** Required work **
Give back exactly the lines of the entries below from the line with "[spot] the monogram" to the line with "[spot] the boutonniere, one", inclusive, and only those.

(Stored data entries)
====
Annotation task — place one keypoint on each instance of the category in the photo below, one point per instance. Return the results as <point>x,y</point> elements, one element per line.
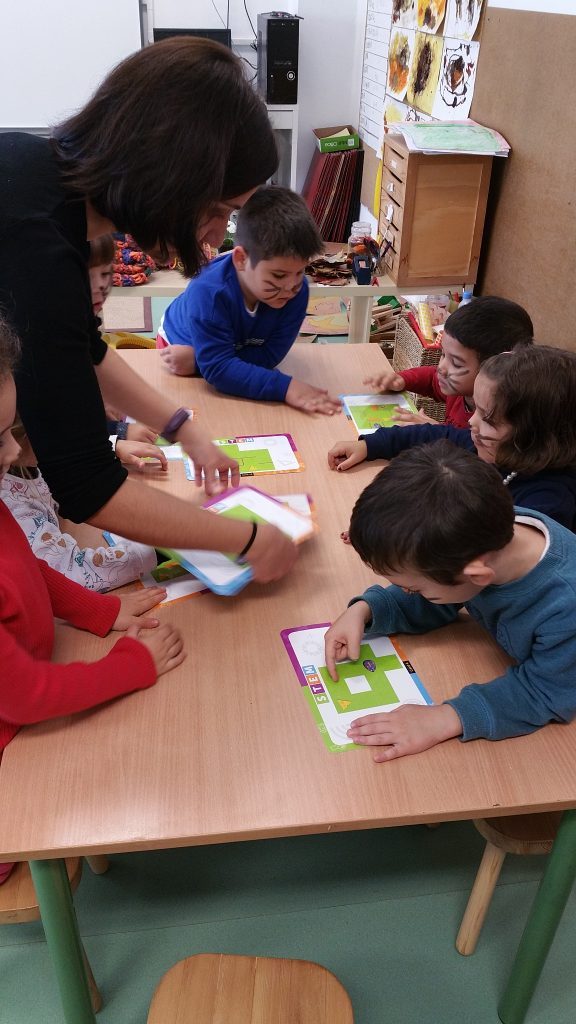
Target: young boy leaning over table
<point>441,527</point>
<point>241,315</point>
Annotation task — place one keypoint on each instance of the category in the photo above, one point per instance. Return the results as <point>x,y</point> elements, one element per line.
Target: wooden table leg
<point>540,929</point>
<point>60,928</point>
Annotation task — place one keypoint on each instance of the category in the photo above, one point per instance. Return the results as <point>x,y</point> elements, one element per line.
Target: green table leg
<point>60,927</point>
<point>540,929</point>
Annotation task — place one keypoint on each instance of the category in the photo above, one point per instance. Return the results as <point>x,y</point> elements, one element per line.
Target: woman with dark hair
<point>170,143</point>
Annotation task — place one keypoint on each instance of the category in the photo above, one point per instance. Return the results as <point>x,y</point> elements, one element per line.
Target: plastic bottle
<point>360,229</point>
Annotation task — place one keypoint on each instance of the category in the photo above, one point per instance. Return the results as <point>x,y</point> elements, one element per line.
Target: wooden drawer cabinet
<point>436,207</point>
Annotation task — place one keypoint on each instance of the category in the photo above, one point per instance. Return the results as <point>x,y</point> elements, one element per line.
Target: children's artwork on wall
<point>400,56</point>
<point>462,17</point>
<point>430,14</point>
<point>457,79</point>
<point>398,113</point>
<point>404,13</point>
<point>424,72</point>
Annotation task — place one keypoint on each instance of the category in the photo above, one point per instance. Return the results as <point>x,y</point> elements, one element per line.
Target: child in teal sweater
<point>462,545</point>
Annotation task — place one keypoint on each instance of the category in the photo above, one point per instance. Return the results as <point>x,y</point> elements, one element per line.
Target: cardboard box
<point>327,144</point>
====
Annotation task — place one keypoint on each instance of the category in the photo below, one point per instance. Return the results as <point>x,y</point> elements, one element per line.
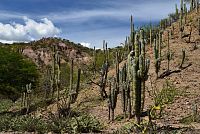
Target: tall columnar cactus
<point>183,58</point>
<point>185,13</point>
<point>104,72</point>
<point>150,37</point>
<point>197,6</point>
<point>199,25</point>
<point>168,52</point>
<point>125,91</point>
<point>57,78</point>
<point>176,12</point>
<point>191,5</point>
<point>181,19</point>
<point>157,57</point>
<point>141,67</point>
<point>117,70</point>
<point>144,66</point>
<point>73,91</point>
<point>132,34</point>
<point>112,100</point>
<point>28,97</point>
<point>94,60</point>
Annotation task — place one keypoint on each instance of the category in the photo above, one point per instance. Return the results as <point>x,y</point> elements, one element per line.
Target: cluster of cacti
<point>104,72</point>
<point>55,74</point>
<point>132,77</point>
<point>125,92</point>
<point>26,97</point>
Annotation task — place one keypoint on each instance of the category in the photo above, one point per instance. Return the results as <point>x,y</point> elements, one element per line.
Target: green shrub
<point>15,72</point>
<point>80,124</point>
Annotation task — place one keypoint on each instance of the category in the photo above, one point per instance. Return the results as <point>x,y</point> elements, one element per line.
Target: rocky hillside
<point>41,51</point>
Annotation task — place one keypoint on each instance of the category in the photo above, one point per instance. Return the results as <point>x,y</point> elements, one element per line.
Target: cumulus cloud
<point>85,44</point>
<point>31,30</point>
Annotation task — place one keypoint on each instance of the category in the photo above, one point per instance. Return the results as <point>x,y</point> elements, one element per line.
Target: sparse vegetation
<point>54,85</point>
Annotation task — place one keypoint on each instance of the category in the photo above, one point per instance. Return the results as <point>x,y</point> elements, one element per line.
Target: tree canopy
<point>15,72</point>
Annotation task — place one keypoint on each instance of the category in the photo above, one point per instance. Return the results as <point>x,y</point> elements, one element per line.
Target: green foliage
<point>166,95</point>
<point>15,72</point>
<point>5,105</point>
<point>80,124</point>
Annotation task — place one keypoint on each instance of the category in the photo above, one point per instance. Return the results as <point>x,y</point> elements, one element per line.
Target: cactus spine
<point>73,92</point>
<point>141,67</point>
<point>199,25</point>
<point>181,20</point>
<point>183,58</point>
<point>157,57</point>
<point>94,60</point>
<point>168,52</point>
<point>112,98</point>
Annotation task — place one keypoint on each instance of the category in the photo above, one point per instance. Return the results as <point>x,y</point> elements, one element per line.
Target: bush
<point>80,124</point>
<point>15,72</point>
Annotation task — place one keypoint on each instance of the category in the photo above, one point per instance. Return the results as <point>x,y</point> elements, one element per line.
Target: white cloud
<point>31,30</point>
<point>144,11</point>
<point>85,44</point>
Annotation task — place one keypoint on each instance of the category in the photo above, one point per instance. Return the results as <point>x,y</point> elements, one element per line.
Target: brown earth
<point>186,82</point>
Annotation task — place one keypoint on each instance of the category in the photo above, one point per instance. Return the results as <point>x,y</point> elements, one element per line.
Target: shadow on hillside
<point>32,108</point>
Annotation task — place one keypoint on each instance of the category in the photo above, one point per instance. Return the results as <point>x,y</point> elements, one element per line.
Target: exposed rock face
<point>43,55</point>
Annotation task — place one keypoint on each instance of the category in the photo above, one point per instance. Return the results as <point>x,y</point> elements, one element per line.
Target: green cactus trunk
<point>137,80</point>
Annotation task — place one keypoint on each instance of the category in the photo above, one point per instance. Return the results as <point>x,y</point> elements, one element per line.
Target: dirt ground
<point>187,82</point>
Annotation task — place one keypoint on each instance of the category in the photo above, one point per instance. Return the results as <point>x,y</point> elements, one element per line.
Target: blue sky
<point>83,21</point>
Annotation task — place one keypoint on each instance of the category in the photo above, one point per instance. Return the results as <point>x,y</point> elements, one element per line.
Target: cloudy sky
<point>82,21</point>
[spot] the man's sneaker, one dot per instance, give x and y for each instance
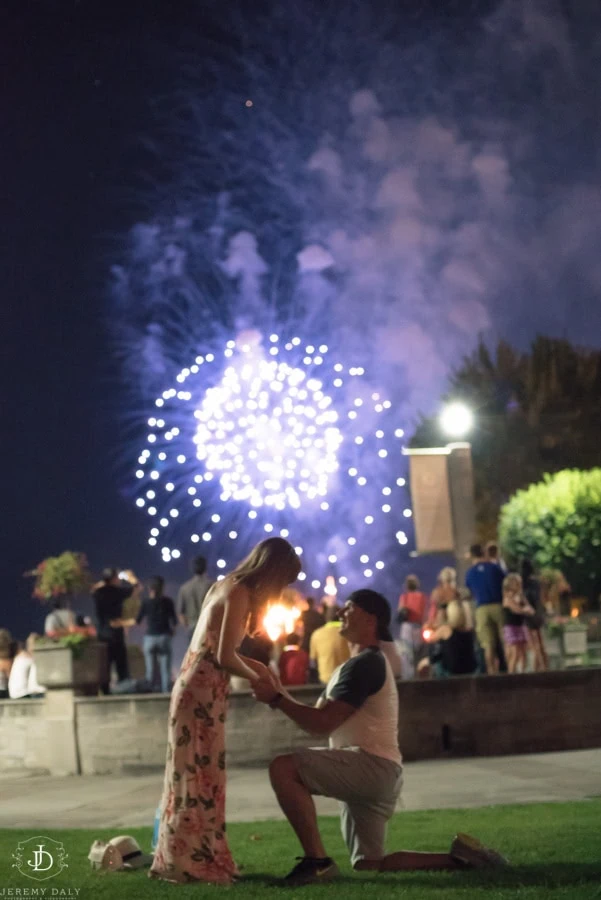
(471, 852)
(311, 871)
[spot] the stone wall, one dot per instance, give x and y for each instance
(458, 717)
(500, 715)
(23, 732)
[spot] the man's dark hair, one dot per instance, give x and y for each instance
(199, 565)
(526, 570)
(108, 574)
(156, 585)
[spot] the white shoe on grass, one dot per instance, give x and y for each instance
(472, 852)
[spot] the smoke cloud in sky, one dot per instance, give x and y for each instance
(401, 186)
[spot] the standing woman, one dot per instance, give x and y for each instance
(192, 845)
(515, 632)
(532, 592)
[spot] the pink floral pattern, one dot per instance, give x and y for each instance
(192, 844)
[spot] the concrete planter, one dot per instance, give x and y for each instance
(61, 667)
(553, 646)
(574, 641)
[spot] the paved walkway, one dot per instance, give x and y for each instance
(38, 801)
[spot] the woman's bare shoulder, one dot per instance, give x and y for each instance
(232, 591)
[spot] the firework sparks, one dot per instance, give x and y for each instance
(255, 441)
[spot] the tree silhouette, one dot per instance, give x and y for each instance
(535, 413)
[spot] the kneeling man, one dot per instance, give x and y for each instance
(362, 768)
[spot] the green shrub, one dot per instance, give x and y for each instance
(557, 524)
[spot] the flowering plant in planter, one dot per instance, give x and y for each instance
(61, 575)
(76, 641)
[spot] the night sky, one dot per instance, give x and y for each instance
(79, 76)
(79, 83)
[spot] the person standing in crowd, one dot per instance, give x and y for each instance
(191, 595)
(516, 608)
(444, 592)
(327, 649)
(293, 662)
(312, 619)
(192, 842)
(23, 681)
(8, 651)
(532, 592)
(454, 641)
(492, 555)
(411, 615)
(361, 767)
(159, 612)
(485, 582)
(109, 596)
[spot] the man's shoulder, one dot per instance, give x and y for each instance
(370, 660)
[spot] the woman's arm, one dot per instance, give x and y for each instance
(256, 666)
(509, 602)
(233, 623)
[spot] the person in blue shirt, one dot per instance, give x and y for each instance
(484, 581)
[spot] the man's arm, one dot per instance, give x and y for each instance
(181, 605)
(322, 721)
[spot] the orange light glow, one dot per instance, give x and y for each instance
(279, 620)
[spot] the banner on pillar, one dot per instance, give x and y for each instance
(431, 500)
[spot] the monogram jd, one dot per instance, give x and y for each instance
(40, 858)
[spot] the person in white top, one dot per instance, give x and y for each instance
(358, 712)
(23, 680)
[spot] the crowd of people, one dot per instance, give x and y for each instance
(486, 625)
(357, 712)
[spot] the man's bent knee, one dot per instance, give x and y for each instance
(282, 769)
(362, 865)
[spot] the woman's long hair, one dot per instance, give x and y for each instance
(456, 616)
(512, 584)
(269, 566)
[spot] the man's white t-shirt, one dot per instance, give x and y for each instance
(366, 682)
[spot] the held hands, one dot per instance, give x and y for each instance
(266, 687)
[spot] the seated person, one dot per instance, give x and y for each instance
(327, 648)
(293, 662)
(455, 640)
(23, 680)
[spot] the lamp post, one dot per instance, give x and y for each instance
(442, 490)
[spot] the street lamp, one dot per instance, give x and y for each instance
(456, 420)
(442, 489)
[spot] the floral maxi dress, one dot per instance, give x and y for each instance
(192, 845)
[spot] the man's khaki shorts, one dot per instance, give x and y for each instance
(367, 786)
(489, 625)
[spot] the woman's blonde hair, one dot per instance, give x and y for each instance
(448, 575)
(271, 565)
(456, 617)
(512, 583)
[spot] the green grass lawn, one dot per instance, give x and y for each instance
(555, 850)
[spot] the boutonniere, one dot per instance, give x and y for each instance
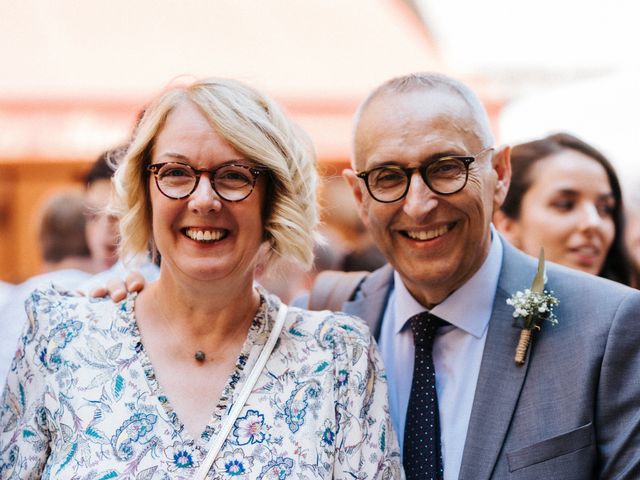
====
** Finished exercise **
[spot] the monogram jd, one dot per instance, give x and y for each instance
(40, 858)
[spot] the person in white top, one dot per instance, give x and y for each instance
(358, 712)
(23, 680)
[spot] the crowd of people, one dot per instance, give x and y for each instance
(486, 625)
(357, 712)
[spot] the man's bent knee, one dot per instance, give x and y for each instance
(282, 769)
(362, 865)
[spot] the woman's long hair, one dot per instance, give x and y for each instance
(456, 616)
(512, 584)
(269, 566)
[spot] the man's white t-shirt, one dot per instance, give x and y for each instance
(366, 682)
[spot] the held hands, one dot per instance, give x and y for each instance
(266, 687)
[spot] the seated person, one dot per instance, give x and y for each instance
(327, 648)
(293, 662)
(455, 640)
(23, 680)
[spot] the lamp post, one dot per instance, give x and y for each instance
(442, 490)
[spot] the street lamp, one dot per instance, give x and y for each instance
(456, 420)
(442, 489)
[spot] the floral maxi dress, one dot per instance, give x and y for each instance
(192, 845)
[spot] the man's khaki shorts, one dot per instance, give x and y for each instance
(367, 786)
(489, 625)
[spot] the woman's blonde hair, one dot per instance, give x and y for each instance
(448, 575)
(271, 565)
(456, 617)
(512, 583)
[spot] the green grass lawn, one dot per instance, give x and y for each instance
(555, 850)
[spot] the boutonniere, one dot per instance, give x and y for each instance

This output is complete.